- **Stated task**: Convert the data below into a Markdown table with the columns "Row" and "Content." Each nonblank line should appear in order with its row number, and the pictures should be omitted.

- **Extracted data**:
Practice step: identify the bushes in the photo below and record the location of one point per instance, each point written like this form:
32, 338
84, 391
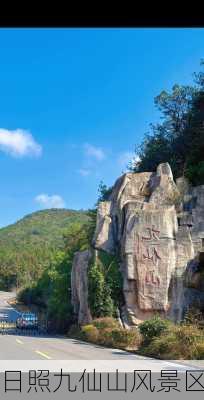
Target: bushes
157, 338
107, 332
153, 327
107, 322
90, 333
105, 286
176, 342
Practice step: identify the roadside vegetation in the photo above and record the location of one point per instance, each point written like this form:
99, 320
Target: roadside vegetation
157, 337
36, 253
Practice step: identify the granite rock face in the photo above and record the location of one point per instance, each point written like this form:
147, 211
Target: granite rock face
157, 227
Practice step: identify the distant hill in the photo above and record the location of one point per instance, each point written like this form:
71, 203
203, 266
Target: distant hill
28, 245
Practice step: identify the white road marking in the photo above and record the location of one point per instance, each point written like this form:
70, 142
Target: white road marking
43, 354
19, 341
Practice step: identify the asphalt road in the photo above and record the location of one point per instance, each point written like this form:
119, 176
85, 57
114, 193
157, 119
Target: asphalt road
22, 347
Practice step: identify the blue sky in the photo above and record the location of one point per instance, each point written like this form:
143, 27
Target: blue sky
73, 105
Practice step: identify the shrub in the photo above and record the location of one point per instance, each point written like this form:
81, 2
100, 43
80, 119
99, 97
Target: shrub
75, 332
90, 333
153, 327
198, 353
106, 322
180, 342
124, 338
119, 337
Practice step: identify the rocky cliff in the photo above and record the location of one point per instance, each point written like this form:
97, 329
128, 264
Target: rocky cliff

- **The result**:
| Row | Content |
|---|---|
| 1 | Practice step: identify the bushes in the photo below and record the location of one point per instance, each point written like this form: |
| 2 | 32, 338 |
| 3 | 84, 391 |
| 4 | Target: bushes |
| 5 | 157, 338 |
| 6 | 107, 332 |
| 7 | 153, 327 |
| 8 | 107, 322 |
| 9 | 90, 333 |
| 10 | 105, 286 |
| 11 | 176, 342 |
| 12 | Practice step: identify the roadside vegetation in the photo above and record the location of one point per instance, each point written like this form: |
| 13 | 99, 320 |
| 14 | Target: roadside vegetation |
| 15 | 157, 337 |
| 16 | 36, 253 |
| 17 | Practice step: identify the granite rock face in the photo above and record the location of one point per instance, each point written like this form: |
| 18 | 147, 211 |
| 19 | Target: granite rock face |
| 20 | 157, 227 |
| 21 | Practice step: identify the distant hill in the photo above and record the location of one point per instance, each point written like this form: |
| 22 | 71, 203 |
| 23 | 203, 266 |
| 24 | Target: distant hill |
| 25 | 28, 245 |
| 26 | Practice step: identify the white road marking in the photo above and record the location of one point per instance, each point written like this form: |
| 27 | 70, 142 |
| 28 | Target: white road marking |
| 29 | 43, 354 |
| 30 | 19, 341 |
| 31 | Practice step: identify the asphalt road in the photo above and record the location of one point per instance, each point written like this form: |
| 32 | 119, 176 |
| 33 | 85, 57 |
| 34 | 114, 193 |
| 35 | 157, 119 |
| 36 | Target: asphalt road |
| 37 | 22, 347 |
| 38 | Practice step: identify the blue sky in the photo above and record the location of one point per instance, each point written like this form: |
| 39 | 143, 27 |
| 40 | Target: blue sky |
| 41 | 73, 105 |
| 42 | Practice step: identify the shrub in the photo above and record the location of one point per instance, each point written like this form: |
| 43 | 81, 2 |
| 44 | 100, 43 |
| 45 | 80, 119 |
| 46 | 99, 97 |
| 47 | Target: shrub |
| 48 | 75, 332 |
| 49 | 90, 333 |
| 50 | 153, 327 |
| 51 | 198, 353 |
| 52 | 106, 322 |
| 53 | 180, 342 |
| 54 | 124, 338 |
| 55 | 119, 337 |
| 56 | Practice step: identify the rocky cliff in the photo above and record the location of one point per instance, each point written like this form: |
| 57 | 97, 329 |
| 58 | 128, 264 |
| 59 | Target: rocky cliff |